▶ _Goal of the exercise_
From top to bottom, reproduce the listing without a single change.
───
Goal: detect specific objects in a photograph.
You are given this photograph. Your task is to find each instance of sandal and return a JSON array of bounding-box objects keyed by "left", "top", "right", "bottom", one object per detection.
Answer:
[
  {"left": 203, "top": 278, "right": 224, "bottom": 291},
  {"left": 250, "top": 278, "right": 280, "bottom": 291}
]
───
▶ _Result below_
Goal: detect specific objects in a photograph.
You are given this photograph. Your task is to find each instance of sandal and return a JSON array of bounding-box objects keyed by "left", "top", "right", "bottom", one object per detection.
Answer:
[
  {"left": 203, "top": 278, "right": 224, "bottom": 291},
  {"left": 250, "top": 278, "right": 280, "bottom": 291}
]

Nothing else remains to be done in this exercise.